▶ _Required tasks_
(a) In the text on gamete donor anonymity, researchers at which university made the point that gamete donation was not regulated by the Oviedo Convention?
(b) Quote the text on gamete donor anonymity, starting at the words "7. It can therefore" and ending after the words "to Article 8 of the Convention.".
(c) Continue the text on gamete donor anonymity from its final sentence.

▶ _Text block_
------------------------------

It held that, given the absence of a biological link between the
child and the applicants (unlike the applicants in the
Mennesson v. France and
Labassée v. France cases) and the
short duration of their relationship, the decision of the Italian
authorities was not disproportionate and did not give rise to a
violation of Article 8 of the Convention.
7. It can therefore be seen that the Court attaches paramount
importance to the biological link between parents and children.
The right to know one’s biological origins and to have them recognised
is considered by the Court as an integral part of the right to respect
for private life. It would therefore appear that lifting the anonymity
of gamete donors would not run counter to the requirements deriving
from the case law of the Court with regard to Article 8 of the Convention.
8. It should also be borne in mind that Article 7.1 of the United
Nations Convention on the Rights of the Child (UNCRC) stipulates
that children have the right to know their parents “as far as possible”.
In addition, “States Parties undertake to respect the right of the
child to preserve his or her identity, … name and family relations,
as recognised by law, without unlawful interference” (Article 8.1
of the UNCRC).
9. Furthermore, in a study published by the Council of Europe’s
Bioethics Committee in November 2017, researchers at the University
of Leiden (Netherlands) made the point that gamete donation was
not regulated either by the Convention on Human Rights and Biomedicine)
(ETS No. 164, “Oviedo Convention”) or by the Additional Protocol
on Transplantation of Organs and Tissues of Human Origin (ETS No.
186). In their view, this was an issue that required greater attention,
as the right to an identity was protected by the UNCRC and Article 8
of the European Convention on Human Rights. In view of advances
in reproductive technologies, MAP should be more closely regulated
by States. It would be helpful to provide States with recommendations
and good practices on legal and other measures to ensure that children
can receive viable information about their origin and the circumstances
of their birth.
The report by Ms De Sutter
is therefore in line with this approach.

------------------------------

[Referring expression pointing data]
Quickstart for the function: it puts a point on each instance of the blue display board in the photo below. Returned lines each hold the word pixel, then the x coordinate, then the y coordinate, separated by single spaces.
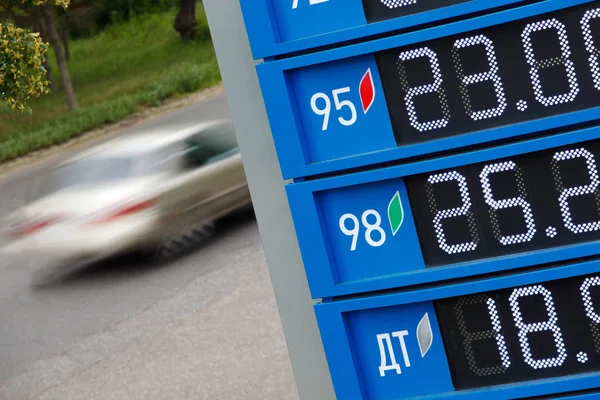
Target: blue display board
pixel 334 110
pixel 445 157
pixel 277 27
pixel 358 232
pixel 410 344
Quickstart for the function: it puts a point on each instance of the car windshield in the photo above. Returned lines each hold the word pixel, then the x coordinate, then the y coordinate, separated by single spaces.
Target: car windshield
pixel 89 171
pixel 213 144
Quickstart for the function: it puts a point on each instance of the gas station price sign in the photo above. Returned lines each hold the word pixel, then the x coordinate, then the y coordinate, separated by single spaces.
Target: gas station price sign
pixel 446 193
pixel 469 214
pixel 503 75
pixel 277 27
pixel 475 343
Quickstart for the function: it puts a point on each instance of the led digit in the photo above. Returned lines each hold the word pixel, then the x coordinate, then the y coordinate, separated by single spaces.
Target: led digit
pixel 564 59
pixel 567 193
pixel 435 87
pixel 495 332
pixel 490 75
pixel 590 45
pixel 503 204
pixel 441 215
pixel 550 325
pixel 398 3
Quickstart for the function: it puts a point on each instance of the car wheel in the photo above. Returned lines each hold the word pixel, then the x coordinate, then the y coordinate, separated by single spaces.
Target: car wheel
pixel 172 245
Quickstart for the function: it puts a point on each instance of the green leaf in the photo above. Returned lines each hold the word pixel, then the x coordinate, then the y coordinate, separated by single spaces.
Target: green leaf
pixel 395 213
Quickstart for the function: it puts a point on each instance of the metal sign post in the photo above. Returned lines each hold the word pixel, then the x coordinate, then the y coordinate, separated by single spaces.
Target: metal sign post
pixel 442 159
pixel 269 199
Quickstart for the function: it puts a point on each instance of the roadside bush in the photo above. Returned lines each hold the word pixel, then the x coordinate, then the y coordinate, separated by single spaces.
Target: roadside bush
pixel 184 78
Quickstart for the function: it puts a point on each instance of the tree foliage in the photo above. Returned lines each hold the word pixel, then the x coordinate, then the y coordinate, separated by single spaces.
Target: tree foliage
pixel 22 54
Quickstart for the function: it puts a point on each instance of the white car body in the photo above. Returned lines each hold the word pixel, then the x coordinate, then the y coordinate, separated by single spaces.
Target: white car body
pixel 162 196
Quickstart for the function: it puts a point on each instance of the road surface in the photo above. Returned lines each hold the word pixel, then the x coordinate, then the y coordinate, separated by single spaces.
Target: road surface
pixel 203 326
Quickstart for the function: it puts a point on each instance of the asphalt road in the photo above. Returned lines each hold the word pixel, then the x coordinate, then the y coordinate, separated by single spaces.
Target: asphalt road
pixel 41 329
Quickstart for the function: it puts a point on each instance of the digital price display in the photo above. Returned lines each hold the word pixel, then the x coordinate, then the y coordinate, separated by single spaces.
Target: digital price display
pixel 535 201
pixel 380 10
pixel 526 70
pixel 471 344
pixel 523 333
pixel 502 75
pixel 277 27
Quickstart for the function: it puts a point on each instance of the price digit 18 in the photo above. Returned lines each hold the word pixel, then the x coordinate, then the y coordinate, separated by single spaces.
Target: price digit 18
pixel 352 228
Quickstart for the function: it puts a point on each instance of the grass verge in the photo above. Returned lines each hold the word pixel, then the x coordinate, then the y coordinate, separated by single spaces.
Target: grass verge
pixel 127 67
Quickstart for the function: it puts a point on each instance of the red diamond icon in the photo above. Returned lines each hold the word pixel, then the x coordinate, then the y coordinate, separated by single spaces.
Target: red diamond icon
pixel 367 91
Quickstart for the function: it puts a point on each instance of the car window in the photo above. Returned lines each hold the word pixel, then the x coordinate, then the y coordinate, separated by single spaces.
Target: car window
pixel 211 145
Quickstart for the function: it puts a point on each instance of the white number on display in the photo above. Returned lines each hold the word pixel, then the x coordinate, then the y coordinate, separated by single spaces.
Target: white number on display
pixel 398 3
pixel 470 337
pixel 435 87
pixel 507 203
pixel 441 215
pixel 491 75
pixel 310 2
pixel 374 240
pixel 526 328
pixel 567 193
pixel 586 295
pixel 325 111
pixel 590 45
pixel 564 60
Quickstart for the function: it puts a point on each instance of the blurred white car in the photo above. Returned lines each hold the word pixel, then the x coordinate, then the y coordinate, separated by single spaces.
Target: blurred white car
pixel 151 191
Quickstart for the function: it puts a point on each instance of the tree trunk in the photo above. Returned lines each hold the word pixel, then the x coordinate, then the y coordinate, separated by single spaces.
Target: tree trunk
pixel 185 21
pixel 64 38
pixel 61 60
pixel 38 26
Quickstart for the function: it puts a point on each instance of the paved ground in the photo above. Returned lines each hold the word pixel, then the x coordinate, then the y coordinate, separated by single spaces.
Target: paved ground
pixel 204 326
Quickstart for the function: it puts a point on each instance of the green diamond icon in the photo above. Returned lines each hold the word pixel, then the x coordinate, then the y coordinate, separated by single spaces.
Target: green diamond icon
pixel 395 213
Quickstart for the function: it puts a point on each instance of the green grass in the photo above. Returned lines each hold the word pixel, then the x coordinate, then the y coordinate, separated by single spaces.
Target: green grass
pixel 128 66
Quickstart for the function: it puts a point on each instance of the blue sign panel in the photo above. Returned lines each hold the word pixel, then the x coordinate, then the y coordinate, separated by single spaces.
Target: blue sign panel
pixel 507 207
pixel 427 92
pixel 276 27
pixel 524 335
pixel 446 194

------------------------------

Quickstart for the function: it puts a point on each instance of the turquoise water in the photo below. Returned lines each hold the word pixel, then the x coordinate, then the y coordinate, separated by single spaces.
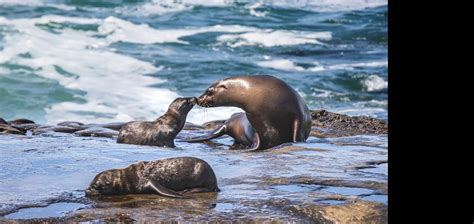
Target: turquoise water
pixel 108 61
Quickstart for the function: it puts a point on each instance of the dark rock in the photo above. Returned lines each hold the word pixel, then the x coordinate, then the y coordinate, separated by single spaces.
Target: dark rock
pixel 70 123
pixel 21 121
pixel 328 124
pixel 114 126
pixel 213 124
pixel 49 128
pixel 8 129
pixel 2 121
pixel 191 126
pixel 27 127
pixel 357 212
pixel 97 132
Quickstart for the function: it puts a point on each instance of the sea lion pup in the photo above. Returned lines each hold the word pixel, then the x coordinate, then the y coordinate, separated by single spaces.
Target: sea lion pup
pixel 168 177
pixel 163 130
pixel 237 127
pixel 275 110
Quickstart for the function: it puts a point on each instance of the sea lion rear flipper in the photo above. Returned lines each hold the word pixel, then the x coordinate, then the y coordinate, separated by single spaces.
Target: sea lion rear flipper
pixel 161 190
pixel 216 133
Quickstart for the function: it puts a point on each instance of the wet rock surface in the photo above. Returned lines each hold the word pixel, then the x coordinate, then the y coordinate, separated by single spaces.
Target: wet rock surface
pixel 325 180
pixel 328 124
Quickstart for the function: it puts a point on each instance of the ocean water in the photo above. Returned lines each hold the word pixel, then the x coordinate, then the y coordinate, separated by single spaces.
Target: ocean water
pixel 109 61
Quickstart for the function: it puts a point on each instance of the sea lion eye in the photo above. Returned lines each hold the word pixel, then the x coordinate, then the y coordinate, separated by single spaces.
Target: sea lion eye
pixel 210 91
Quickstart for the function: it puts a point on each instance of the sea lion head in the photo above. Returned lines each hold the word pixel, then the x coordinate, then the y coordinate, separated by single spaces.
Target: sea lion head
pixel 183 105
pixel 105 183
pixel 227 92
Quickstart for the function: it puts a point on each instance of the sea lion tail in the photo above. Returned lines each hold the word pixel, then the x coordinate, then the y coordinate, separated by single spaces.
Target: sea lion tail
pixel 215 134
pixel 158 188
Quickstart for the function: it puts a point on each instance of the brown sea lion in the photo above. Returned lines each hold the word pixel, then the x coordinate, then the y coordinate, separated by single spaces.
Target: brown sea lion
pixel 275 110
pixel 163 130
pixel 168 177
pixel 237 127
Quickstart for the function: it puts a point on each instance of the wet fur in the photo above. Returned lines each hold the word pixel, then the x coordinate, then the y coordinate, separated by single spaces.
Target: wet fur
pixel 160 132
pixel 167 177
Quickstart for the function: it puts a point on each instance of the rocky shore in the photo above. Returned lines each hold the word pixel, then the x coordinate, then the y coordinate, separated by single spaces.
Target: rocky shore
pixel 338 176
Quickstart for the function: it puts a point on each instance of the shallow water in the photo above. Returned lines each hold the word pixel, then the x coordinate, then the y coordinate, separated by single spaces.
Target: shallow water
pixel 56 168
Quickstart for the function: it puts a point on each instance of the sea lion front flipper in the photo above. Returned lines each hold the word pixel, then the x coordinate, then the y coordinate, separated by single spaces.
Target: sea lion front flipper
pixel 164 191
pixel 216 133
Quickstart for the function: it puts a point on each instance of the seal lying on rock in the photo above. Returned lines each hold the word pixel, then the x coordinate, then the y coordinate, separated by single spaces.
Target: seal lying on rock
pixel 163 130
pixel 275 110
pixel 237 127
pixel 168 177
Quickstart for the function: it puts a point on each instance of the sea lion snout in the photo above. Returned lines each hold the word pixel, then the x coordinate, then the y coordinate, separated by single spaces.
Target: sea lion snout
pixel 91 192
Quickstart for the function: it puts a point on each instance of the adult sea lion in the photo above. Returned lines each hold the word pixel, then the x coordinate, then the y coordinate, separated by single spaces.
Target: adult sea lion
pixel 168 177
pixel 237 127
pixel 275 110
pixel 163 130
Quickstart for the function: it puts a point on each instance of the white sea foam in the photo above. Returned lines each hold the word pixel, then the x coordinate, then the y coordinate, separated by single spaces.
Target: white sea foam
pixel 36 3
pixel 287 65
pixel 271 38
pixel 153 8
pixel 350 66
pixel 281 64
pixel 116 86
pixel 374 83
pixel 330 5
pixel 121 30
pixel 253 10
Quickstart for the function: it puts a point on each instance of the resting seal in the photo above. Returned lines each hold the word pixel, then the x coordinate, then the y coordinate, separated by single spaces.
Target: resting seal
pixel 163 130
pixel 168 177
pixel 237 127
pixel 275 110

------------------------------

▶ _Outputs by task_
(a) The University of Leiden, in the Netherlands.

(b)
7. It can therefore be seen that the Court attaches paramount
importance to the biological link between parents and children.
The right to know one’s biological origins and to have them recognised
is considered by the Court as an integral part of the right to respect
for private life. It would therefore appear that lifting the anonymity
of gamete donors would not run counter to the requirements deriving
from the case law of the Court with regard to Article 8 of the Convention.

(c)
1. Amendment A
Explanatory note
The purpose of this amendment is to highlight the fact that
it is the interpretation given to the United Nations Convention
on the Rights of the Child that has evolved and not the Convention
itself (see in this respect the explanations contained in Ms De
Sutter’s report in paragraph 7, see footnote 7). This clarification
is all the more advisable as paragraph 2 of the draft recommendation
refers to the case law of the Court (which has indeed evolved in
order to respond to new challenges in the field of bioethics), but
not to the European Convention on Human Rights.
2. Amendment B
Explanatory note
The purpose of the amendment is to highlight the fact that
the right to recognition of one’s origins is an integral part of
the right to respect for private life (see in particular the case
law of the Court relating to Article 8 of the Convention, paragraphs
5-6 above).
3. Amendment C
Explanatory note
The purpose of this amendment is to emphasise that, with regard
to gamete donation, legislation and practices vary from one State
to another (see paragraph 2 above). Accordingly, the Assembly should
take these differences into account before making specific recommendations.
4. Amendment D
Explanatory note
The aim of this amendment is to slightly soften the categorical
wording of the first sentence of this sub-paragraph, particularly
in view of the scope of Article 7.1 of the UNCRC, which stipulates
that the child has the right to know his or her parents “as far
as possible”. In addition, the right to private life, to which the
right to know one’s origins is linked, is not an absolute right
and may be restricted under certain conditions (see Article 8.2
of the Convention). Lastly, it is also necessary to take into account
the disparities that exist between each country’s national legislation
and the latter’s specific characteristics.